> Source:
————

Giorgino

Giorgino

Artiste unique dans la chanson française (et même dans l'histoire de la chanson en générale), Mylène Farmer a réussit à diffuser à travers les années un épais et voluptueux mystère, se rejoignant jusque dans ses superbes chansons, dont le style évolue au fil des albums. Plus noir dans sa première période, l'univers de Mylène Farmer connaîtra une sorte de boucle avec le film "Giorgino", film maudit par excellence.

GIORGINO | GIORGINO | 1994

Si les œuvres musicales de Mylène Farmer sont déjà un exploit en soi, ses clips atteignent des sommets en s'appropriant un univers surréaliste, poétique, provocateur, blasphématoire, érotique et surtout fantastique. Revisitant les contes asiatiques, Pinocchio ou Blanche Neige, choquant son petit monde avec de beaux morceaux bien provocs où le sexe et le sang sont omniprésents, prenant sa source dans le cinéma de Bunuel, Zulawski ou dans les peintures de Goya voire de Egon Schiele, Mylene Farmer nous livre un monde original et fiévreux, qui peut rebuter à coup sûr un certain public.

————

> Lignes:
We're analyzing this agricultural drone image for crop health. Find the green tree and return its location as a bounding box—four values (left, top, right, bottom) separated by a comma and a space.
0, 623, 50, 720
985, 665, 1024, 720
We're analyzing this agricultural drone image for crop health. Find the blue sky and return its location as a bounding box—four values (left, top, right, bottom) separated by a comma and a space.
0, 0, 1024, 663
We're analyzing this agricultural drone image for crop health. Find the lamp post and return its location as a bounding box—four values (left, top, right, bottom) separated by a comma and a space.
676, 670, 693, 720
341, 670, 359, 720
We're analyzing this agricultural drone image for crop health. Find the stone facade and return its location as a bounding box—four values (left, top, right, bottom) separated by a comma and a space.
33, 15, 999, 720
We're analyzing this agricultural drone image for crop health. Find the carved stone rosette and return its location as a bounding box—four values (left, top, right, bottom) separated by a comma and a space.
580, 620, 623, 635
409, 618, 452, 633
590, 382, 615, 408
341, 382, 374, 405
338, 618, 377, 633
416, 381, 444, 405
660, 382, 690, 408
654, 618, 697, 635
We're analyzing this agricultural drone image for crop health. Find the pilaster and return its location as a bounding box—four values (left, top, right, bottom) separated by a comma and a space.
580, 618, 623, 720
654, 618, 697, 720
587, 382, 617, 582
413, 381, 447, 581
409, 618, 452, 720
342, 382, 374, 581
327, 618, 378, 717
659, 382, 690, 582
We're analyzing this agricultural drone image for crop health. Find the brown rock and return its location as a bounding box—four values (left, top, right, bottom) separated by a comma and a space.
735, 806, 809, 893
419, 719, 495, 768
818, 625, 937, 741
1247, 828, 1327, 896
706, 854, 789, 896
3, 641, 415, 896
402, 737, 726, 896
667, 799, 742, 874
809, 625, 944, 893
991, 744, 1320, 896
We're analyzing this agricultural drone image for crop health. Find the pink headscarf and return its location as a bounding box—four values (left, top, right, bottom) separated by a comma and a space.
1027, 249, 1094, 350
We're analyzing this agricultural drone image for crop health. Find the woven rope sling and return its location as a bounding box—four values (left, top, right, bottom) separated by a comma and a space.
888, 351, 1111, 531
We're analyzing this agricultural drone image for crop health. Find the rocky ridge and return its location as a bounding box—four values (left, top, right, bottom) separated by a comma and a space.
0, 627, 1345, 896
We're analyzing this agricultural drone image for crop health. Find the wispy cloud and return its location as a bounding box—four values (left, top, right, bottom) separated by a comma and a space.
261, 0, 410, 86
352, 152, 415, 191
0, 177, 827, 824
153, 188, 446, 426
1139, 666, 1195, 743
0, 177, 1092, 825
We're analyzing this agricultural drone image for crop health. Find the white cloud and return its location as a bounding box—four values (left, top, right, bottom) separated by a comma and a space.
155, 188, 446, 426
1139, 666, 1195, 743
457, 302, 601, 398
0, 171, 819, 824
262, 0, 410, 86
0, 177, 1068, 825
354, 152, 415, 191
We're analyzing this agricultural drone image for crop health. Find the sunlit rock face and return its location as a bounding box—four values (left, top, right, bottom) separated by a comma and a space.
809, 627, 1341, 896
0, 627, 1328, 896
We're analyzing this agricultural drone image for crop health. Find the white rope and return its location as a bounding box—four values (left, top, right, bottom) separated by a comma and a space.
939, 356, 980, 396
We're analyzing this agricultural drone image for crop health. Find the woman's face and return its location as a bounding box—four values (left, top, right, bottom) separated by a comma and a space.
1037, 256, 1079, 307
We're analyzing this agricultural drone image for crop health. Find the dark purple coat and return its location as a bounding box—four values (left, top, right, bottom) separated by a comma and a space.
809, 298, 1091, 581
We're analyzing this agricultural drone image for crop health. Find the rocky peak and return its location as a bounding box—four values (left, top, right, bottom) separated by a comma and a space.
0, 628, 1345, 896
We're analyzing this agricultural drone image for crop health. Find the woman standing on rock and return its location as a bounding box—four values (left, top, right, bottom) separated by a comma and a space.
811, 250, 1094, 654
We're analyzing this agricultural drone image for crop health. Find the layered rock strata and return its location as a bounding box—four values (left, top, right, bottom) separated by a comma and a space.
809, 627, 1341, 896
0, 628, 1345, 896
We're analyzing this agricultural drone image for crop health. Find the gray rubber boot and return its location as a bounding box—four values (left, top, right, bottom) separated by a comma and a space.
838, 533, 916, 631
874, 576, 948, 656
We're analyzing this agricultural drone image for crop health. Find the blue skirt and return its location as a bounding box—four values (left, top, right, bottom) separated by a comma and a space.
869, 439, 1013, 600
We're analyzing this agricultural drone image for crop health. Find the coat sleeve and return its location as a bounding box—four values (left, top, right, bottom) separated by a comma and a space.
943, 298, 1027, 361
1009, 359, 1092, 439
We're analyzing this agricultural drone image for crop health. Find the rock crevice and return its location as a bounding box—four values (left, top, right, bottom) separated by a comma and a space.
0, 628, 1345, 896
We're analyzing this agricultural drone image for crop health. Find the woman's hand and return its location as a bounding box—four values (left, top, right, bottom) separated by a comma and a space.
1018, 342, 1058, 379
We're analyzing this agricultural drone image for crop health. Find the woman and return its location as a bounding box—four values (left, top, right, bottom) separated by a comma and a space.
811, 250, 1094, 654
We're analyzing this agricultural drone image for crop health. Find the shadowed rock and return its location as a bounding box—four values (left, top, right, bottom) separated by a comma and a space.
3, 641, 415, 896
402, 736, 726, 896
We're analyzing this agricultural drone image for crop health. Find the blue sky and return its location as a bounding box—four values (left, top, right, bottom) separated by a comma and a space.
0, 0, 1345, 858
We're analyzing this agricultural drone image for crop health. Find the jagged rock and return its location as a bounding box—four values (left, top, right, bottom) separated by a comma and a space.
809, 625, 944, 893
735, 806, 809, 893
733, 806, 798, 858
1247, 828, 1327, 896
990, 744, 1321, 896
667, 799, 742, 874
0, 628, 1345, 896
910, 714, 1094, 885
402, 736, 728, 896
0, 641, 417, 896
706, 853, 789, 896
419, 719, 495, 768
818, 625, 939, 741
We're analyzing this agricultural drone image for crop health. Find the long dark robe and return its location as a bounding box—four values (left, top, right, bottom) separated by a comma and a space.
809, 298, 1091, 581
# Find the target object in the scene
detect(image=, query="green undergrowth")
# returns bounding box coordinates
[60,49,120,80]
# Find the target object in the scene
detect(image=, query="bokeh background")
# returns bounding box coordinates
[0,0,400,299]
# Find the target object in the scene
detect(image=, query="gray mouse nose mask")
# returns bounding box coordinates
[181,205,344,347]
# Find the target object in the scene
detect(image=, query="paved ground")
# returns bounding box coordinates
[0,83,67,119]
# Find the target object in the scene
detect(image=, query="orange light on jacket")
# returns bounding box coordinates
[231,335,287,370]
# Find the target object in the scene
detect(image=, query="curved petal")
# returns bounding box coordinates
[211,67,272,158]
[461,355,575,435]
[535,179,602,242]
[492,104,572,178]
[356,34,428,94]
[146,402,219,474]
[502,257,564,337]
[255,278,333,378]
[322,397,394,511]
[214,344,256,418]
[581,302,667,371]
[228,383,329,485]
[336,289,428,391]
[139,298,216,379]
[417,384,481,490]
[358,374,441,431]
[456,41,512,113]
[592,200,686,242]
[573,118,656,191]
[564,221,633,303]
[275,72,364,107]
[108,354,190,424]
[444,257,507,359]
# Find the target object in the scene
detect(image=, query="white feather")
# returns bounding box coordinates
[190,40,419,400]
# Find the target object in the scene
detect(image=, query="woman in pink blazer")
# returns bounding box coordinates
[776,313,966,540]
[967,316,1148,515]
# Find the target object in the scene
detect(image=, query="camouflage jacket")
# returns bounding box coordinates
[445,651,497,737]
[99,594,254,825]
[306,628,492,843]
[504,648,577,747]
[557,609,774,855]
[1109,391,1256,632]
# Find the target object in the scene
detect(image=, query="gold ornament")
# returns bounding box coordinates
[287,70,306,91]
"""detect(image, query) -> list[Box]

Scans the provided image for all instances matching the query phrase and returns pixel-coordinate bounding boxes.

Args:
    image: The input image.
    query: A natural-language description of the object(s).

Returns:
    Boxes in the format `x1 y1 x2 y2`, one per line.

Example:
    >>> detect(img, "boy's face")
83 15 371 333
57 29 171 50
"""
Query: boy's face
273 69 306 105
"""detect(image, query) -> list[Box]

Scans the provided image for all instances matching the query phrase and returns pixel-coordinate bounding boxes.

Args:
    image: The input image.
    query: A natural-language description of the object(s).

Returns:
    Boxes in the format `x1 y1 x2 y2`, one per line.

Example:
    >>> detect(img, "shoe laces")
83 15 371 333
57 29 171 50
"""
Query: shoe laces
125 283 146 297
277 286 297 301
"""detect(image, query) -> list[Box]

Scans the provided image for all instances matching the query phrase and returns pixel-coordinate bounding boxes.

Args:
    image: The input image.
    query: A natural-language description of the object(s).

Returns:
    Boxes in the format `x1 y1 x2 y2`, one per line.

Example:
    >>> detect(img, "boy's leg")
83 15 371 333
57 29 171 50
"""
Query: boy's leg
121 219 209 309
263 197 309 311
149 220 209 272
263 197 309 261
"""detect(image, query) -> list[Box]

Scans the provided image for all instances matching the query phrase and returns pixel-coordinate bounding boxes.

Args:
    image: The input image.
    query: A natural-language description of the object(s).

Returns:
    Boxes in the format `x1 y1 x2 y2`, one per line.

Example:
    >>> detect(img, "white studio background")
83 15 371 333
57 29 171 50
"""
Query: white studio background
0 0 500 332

————

> Consigne 1: Selon le texte sur Mylène Farmer et « Giorgino », de quels peintres ses clips s'inspirent-ils ?
> Consigne 2: Poursuivez le texte sur Mylène Farmer et « Giorgino » à partir de sa dernière phrase.

> Réponse rédigée 1: Goya et Egon Schiele.

> Réponse rédigée 2:
Quatre albums, voilà ce qui suffit à faire de Mylène un grand nom de la chanson. Pourtant l'univers de l'ange roux est nettement plus grave à l'époque que celui de nos jours. Un univers très noir et d'une grande force, directement lié à des artistes comme Baudelaire ou Edgar Allan Poe. La jolie Mylène est cependant connectée directement au jeune Laurent Boutonnat, qui a signé une grande partie de ses clips et de ses chansons. Bien avant la rencontre décisive avec la belle rousse, Boutonnat avait tourné une œuvre maudite, car jugée beaucoup trop choquante et inadmissible dans les images qu'elle montrait. Ce film, "La ballade de la féconductrice", sera interdit au moins de 18 ans (Boutonnat en a 17 quand il le tourne !) et devra disparaître dans les limbes de l'oubli. Cependant impossible de se le procurer, le film reste condamné.

Nouvelle tentative au cinéma pour Boutonnat, et première pour Mylene Farmer qui trouve évidemment un rôle à sa mesure. Annoncé à grand renfort de publicité, "Giorgino" reprend le même esprit marketing que les blockbusters de l'époque. Impossible de le rater : bandes annonces, affiches, CD et autres joyeuseuries attaquent en masse. Et pourtant, et pourtant…
Le film fera un flop monumental au box office, et Boutonnat aura bien du mal à le digérer, beaucoup de mal même.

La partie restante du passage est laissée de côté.